Dataset records:

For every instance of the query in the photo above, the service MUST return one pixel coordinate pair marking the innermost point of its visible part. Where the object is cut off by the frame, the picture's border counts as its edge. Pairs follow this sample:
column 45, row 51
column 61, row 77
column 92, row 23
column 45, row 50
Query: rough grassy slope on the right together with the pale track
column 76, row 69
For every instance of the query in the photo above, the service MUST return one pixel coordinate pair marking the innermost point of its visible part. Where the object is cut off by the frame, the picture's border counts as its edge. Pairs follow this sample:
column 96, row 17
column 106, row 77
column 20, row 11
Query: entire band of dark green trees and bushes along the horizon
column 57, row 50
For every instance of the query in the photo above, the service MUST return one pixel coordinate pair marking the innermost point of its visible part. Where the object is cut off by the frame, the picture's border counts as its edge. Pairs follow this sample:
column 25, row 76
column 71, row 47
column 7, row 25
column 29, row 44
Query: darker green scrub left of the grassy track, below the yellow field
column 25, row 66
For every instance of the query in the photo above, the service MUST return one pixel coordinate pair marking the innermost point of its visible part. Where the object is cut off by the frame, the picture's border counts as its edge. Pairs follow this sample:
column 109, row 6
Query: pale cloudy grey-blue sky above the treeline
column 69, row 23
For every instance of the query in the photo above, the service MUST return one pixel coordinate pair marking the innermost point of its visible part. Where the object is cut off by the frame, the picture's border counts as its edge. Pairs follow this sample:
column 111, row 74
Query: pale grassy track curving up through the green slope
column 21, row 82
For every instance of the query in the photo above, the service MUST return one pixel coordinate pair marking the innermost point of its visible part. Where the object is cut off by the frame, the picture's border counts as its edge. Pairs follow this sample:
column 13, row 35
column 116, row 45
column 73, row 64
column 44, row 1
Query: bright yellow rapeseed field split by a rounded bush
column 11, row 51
==
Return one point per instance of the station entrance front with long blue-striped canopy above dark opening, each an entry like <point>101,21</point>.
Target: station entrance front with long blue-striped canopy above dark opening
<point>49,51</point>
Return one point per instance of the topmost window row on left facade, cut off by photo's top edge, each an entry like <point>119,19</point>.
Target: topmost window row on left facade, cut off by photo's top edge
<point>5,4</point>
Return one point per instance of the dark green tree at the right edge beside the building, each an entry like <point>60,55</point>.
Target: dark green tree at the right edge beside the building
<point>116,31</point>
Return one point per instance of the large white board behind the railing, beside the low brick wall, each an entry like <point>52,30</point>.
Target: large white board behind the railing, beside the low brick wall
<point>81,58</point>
---
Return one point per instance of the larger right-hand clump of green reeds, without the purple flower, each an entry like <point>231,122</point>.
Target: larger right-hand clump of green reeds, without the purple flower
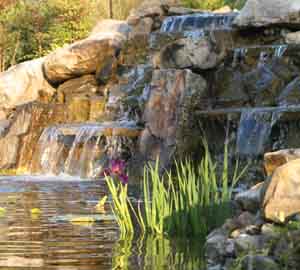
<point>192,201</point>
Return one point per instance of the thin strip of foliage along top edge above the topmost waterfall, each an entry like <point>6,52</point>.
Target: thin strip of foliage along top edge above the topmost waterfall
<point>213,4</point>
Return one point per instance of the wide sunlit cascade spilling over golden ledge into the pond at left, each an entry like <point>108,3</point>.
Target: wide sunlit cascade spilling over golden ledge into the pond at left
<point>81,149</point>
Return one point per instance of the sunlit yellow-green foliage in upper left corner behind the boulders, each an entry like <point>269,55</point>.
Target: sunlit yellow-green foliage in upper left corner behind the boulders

Task to carry out.
Scan the records above and report every line with the string "corner".

Your response.
Return one point per instance of the sunlit yellow-green foliage in upper left corner behind the boulders, each an entry like <point>269,55</point>.
Target: sunlit yellow-green foliage in upper left corner behind the boulders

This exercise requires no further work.